Transcribe word for word the lines below from the line with "Within an <instance>" through the line with "positive clicks: (198, 608)", ends included.

--------------------------------

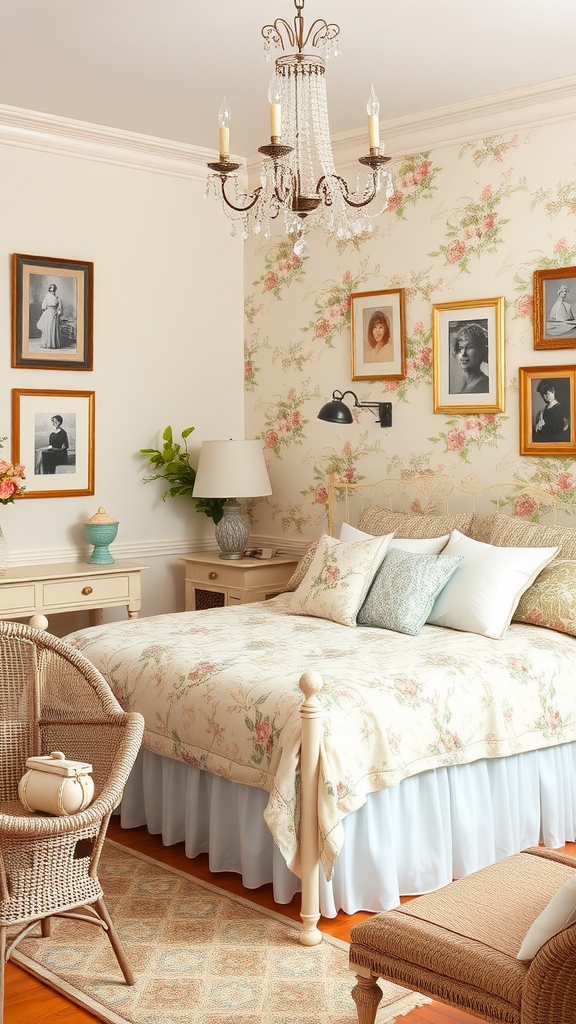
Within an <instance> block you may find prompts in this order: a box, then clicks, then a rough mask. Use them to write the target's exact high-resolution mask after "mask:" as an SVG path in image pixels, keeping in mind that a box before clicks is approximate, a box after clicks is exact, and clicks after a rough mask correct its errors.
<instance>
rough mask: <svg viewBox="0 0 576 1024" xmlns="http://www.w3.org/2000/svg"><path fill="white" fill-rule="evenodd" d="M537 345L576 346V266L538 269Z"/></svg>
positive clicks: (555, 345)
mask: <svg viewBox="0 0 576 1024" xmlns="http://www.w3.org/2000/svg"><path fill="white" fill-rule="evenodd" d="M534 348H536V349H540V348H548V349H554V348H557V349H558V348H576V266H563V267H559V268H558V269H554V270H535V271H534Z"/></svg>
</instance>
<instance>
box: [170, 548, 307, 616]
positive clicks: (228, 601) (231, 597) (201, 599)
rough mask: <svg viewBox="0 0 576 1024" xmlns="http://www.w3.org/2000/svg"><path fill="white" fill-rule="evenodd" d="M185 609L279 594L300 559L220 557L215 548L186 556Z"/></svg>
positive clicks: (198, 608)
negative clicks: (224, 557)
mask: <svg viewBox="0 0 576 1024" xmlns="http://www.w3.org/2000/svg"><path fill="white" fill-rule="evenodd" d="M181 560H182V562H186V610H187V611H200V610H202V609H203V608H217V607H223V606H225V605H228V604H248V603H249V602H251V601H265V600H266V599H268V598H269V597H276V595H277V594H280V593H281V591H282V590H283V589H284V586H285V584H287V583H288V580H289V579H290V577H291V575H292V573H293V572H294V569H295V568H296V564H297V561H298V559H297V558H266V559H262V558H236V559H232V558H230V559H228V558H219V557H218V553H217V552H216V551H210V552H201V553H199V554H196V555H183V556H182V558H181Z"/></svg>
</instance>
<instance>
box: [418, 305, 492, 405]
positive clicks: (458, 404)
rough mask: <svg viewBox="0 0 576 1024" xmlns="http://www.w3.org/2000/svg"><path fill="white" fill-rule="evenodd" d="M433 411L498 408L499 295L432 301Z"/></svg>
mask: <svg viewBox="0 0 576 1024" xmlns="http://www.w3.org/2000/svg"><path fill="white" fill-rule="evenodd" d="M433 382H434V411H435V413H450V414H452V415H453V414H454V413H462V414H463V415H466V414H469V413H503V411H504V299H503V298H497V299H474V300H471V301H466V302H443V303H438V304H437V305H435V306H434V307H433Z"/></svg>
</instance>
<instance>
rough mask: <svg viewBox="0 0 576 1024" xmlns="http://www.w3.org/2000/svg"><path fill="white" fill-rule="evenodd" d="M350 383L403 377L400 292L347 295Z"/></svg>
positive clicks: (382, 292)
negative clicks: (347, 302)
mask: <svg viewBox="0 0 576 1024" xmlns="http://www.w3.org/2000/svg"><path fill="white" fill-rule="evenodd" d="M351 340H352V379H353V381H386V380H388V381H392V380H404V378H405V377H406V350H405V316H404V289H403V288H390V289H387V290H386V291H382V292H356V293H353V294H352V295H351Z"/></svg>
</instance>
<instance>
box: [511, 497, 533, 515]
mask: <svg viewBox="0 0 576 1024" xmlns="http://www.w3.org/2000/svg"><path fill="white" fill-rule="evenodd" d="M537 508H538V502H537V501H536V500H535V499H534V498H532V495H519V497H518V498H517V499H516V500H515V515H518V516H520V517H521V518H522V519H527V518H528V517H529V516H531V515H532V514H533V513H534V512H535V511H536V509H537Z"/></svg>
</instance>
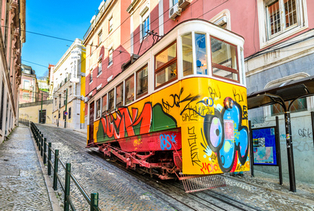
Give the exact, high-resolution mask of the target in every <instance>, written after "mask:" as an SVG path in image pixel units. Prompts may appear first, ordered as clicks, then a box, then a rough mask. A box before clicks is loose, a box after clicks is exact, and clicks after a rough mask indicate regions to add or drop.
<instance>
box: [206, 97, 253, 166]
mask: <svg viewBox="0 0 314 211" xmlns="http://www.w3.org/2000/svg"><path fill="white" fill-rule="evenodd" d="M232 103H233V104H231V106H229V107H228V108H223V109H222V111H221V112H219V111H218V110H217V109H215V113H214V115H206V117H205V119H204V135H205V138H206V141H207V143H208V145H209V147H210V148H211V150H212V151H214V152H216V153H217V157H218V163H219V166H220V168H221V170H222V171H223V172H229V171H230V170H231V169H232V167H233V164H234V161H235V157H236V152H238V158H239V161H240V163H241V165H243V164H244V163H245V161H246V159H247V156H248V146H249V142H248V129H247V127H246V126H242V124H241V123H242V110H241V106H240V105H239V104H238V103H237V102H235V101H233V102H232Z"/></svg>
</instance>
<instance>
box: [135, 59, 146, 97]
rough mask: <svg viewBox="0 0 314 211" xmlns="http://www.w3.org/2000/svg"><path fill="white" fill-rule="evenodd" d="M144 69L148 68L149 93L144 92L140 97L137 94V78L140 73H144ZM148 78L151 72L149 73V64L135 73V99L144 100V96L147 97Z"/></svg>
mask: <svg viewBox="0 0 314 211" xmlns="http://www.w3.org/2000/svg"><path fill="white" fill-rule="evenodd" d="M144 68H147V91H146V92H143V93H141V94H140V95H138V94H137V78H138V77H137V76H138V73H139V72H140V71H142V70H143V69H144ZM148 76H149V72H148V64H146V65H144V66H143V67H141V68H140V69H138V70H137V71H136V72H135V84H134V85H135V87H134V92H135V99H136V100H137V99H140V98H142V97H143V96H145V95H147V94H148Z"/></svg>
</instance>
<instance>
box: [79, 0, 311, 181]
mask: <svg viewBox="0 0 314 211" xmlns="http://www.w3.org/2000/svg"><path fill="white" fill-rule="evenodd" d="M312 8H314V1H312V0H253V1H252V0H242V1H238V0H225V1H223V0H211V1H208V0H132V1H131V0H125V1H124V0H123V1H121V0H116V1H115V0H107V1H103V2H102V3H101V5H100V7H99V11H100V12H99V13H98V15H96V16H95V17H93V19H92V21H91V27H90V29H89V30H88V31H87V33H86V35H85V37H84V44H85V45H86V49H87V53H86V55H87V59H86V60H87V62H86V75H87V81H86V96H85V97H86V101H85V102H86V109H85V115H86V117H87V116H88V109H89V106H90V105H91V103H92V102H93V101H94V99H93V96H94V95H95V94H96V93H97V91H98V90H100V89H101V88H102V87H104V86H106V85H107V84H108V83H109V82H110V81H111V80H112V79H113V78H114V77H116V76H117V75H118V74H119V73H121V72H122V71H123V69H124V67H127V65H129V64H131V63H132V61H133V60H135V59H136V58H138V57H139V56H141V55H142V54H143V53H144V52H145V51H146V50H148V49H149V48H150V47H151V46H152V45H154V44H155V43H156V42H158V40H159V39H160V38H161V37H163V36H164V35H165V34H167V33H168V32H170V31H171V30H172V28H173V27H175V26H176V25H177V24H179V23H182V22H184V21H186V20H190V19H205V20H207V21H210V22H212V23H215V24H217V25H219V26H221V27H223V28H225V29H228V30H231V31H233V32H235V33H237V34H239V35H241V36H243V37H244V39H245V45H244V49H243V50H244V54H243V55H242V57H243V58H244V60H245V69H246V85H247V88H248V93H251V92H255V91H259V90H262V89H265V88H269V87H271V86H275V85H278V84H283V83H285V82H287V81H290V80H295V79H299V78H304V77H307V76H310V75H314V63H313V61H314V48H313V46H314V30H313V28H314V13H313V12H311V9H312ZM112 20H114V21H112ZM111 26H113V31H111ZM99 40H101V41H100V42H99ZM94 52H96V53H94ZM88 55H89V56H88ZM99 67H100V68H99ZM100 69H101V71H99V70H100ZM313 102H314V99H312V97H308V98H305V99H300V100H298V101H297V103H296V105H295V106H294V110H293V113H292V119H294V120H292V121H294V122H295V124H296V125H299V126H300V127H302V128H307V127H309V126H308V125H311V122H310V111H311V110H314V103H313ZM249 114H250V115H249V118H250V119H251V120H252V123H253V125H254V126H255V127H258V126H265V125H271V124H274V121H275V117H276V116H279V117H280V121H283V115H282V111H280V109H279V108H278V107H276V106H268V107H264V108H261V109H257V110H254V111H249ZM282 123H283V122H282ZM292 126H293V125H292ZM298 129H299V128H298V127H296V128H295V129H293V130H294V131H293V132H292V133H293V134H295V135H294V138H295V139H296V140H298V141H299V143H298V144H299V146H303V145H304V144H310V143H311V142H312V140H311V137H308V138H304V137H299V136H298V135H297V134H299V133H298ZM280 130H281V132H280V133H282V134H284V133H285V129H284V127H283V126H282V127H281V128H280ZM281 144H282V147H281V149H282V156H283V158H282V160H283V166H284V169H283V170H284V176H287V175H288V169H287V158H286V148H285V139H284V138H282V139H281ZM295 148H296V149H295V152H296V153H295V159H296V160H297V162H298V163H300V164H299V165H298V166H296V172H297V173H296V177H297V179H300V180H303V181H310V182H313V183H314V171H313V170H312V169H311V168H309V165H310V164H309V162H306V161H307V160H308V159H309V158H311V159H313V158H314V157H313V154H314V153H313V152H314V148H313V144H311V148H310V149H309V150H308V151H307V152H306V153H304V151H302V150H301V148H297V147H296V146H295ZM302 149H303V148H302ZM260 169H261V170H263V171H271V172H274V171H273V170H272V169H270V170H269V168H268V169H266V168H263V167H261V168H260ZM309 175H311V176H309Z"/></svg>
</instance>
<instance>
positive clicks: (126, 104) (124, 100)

--------------------------------

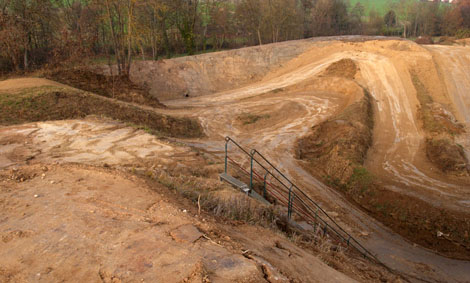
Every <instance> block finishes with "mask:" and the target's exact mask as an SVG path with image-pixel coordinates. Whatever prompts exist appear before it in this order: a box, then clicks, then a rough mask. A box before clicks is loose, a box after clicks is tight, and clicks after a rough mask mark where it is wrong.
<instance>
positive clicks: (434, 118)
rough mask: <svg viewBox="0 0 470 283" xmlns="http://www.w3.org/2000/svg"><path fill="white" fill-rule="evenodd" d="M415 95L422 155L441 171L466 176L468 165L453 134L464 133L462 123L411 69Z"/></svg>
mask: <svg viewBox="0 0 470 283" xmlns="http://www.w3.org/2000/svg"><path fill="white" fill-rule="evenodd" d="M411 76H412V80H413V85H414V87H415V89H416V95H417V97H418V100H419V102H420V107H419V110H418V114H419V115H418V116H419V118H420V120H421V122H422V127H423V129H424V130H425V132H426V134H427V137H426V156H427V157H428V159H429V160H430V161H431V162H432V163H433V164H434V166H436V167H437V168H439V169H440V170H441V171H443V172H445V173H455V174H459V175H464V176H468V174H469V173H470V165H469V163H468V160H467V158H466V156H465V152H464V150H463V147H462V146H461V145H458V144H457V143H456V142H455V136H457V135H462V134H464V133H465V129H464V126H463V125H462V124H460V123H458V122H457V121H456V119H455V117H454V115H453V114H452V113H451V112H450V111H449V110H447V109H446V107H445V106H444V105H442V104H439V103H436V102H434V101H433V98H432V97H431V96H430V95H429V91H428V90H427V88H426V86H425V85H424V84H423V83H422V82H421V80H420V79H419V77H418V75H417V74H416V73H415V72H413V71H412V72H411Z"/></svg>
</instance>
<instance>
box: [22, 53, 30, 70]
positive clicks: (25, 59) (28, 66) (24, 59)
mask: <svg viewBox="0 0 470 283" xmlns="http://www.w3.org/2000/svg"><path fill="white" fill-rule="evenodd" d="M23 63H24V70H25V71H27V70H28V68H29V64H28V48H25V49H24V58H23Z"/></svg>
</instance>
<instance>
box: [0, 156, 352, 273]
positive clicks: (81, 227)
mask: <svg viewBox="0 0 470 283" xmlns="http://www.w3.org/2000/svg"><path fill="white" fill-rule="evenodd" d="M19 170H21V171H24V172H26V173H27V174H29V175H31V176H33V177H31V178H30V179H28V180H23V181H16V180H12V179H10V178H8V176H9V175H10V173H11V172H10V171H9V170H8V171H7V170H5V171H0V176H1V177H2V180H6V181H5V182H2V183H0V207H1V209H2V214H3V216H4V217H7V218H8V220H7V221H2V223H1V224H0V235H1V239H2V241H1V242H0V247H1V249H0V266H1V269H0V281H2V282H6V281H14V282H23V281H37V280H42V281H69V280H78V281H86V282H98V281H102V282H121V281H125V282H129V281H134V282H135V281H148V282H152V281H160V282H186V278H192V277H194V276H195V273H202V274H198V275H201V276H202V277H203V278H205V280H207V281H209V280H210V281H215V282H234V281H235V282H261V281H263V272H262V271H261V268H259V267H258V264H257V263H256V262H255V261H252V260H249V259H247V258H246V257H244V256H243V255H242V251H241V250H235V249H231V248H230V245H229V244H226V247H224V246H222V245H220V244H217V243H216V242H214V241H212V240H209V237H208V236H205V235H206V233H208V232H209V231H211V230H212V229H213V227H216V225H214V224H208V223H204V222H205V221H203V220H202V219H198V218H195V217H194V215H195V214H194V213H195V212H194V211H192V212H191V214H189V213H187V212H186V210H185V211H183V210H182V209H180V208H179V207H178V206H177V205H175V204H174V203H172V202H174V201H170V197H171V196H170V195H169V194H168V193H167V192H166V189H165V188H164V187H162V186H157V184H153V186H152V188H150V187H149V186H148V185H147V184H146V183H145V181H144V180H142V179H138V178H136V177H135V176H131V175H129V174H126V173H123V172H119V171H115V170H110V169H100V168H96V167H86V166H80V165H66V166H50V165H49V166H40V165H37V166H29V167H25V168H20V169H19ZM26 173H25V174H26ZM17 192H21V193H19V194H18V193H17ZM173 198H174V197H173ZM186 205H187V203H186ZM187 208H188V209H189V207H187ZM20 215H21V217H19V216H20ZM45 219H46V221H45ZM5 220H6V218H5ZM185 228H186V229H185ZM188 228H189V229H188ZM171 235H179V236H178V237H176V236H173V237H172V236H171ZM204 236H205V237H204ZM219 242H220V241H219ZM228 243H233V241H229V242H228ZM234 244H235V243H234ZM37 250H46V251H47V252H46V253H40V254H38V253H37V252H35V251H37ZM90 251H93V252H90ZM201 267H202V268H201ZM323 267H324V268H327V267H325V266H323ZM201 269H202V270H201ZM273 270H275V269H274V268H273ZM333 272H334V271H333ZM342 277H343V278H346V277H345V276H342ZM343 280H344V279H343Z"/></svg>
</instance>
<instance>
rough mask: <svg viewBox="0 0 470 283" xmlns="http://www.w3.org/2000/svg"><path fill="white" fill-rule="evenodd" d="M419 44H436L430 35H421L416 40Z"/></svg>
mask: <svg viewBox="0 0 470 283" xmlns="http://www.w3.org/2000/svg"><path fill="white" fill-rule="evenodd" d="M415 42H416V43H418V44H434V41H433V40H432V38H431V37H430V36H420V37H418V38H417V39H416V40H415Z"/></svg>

--------------------------------

- **TASK RESPONSE**:
Within an <instance> block you may find prompts in this order: a box, then clicks, then a rough mask. Use them to write the target's exact high-resolution mask after "mask:" as an SVG path in image pixels, keeping in mind that a box before clicks is approximate, a box after clicks is exact, and clicks after a rough mask correct its errors.
<instance>
rough mask: <svg viewBox="0 0 576 1024" xmlns="http://www.w3.org/2000/svg"><path fill="white" fill-rule="evenodd" d="M537 345L576 346V266L538 269Z"/></svg>
positive clicks: (555, 345)
mask: <svg viewBox="0 0 576 1024" xmlns="http://www.w3.org/2000/svg"><path fill="white" fill-rule="evenodd" d="M534 348H536V349H540V348H548V349H554V348H557V349H558V348H576V266H563V267H559V268H558V269H554V270H535V271H534Z"/></svg>
</instance>
<instance>
box: [170, 548, 307, 616]
positive clicks: (228, 601) (231, 597) (201, 599)
rough mask: <svg viewBox="0 0 576 1024" xmlns="http://www.w3.org/2000/svg"><path fill="white" fill-rule="evenodd" d="M185 609L279 594L300 559L220 557L215 548L186 556Z"/></svg>
positive clicks: (198, 608)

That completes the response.